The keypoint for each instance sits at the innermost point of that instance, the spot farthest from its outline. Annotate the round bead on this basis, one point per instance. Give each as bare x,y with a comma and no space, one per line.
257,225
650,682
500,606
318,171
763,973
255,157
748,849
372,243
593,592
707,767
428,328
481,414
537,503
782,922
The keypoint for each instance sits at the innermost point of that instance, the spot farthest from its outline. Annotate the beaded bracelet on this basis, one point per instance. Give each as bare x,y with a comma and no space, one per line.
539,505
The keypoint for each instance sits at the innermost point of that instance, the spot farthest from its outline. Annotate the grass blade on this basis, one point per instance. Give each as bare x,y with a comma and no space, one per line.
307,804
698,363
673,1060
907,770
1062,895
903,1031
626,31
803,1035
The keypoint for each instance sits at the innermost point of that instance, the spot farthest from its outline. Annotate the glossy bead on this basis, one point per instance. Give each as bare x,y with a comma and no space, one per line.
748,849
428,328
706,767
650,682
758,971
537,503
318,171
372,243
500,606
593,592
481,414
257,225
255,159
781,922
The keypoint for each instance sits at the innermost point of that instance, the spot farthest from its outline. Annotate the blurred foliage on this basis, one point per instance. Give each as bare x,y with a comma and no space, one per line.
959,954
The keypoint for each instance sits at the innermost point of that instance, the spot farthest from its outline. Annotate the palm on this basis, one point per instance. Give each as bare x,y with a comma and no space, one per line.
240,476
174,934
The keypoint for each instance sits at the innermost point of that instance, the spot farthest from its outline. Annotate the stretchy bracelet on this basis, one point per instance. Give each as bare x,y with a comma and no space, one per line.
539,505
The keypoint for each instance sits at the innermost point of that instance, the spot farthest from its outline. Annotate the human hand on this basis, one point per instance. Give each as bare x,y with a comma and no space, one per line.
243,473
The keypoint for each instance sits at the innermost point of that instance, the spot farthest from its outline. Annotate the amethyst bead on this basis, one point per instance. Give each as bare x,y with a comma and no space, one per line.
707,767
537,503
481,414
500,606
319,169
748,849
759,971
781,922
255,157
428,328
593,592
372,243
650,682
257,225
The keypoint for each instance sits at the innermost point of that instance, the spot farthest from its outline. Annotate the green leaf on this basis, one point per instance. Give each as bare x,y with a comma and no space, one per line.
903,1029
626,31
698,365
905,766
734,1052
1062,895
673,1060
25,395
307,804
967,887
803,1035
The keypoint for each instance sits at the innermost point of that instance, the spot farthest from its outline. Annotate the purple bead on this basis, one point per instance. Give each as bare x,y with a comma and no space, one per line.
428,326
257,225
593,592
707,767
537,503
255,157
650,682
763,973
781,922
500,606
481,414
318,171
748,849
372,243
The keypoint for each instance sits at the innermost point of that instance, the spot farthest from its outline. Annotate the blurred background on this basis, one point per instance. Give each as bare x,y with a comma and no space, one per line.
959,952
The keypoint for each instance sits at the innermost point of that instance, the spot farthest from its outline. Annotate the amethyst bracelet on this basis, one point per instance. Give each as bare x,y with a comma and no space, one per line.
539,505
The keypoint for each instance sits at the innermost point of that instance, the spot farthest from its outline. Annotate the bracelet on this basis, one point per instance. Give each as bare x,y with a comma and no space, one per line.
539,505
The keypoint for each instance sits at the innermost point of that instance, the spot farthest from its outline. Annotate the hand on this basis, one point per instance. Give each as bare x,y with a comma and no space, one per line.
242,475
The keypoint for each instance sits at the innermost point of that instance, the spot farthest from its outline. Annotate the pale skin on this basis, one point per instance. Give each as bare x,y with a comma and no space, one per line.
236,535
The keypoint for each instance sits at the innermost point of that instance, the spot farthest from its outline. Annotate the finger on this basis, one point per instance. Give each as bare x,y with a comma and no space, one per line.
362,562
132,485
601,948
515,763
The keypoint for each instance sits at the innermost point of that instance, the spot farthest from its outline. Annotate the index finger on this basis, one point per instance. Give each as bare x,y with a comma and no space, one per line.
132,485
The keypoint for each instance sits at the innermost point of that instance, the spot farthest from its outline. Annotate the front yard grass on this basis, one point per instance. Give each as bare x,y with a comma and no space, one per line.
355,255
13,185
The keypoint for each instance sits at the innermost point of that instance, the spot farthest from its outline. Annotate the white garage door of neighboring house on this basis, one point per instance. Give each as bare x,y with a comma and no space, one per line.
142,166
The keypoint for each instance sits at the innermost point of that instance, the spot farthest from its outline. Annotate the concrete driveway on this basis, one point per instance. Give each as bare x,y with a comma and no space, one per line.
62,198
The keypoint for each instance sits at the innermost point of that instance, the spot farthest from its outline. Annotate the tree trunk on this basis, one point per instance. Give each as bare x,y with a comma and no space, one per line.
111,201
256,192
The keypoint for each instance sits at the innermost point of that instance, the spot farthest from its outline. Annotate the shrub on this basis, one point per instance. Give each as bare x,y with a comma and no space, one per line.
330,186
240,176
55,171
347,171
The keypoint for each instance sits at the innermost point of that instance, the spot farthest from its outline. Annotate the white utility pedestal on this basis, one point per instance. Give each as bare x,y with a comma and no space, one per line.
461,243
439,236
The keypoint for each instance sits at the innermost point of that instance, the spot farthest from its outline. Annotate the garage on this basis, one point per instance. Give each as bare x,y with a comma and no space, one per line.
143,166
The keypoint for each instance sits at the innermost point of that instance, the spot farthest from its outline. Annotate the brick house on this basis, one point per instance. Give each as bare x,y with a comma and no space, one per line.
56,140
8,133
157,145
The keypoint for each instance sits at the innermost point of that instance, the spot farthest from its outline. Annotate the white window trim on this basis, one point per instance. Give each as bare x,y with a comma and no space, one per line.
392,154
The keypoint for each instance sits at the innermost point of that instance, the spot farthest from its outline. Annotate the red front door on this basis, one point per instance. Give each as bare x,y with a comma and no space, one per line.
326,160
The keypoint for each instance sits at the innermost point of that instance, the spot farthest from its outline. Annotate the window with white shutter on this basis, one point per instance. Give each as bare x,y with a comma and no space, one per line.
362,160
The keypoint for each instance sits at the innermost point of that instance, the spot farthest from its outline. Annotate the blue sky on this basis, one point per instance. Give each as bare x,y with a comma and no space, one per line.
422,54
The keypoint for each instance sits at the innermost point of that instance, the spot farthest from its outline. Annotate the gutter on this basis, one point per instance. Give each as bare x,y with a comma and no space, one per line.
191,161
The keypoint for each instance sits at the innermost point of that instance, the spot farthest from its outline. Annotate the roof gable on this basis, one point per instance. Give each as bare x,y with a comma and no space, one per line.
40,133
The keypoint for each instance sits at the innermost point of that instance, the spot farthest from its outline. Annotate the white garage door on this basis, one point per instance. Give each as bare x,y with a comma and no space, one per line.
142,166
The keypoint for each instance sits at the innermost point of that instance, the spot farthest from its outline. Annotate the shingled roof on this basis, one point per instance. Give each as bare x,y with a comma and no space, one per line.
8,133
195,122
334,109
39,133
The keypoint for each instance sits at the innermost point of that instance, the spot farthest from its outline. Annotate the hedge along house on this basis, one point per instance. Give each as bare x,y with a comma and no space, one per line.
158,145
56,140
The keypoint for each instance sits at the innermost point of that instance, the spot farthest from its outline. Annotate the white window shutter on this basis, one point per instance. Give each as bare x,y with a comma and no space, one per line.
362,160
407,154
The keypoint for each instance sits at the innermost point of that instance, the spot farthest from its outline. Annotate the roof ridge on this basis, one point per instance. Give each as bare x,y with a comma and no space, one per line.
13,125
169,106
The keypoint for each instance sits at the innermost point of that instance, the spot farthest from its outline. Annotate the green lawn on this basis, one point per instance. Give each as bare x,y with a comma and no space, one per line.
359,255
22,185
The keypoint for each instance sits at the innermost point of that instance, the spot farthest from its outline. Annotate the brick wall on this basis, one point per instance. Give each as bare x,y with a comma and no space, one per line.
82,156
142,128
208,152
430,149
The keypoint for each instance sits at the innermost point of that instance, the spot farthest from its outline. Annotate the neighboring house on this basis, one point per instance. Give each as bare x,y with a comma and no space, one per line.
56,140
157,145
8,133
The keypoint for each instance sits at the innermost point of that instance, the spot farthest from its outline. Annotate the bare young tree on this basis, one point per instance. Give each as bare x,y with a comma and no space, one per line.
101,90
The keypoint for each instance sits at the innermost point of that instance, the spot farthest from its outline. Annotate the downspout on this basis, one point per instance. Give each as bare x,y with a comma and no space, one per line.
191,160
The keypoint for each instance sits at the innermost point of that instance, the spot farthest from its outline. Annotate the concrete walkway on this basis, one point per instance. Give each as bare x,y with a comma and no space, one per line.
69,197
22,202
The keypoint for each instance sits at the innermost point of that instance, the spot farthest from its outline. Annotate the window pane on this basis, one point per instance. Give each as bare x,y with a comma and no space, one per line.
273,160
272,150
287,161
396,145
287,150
—————
ASSIGNMENT: Would you print the line containing "Annotate the bare" and every line after it up to the end of the listing above, exactly, and nothing else?

SOLUTION FOR THIS TASK:
The keypoint for each instance sits at the innermost point of that instance, the spot farthest from its outline. Annotate the bare young tree on this basis, one point per instance. Give each as bare x,y with a comma and no space, one per line.
101,90
The keypoint for each instance sits at the innermost point of that instance, the spot farthest from its outline. Annotate the downspout on this basis, one point per instance. Give each as bare x,y with a comma and no space, one per line.
191,160
The keypoint for each instance sits at the innermost point of that instance, the spot farthest from its outline. Annotate the concrete walkway on this basis, one point per instance. Give each as bare x,y with a comma and no space, one per line.
69,197
22,202
The keypoint for each instance sits at the innermost point of that instance, the spot farthest from its outline. Annotate the window pane on this basis, one point per instance. Give each as bare x,y with a comma and no space, one per line.
273,160
272,150
287,161
396,145
287,150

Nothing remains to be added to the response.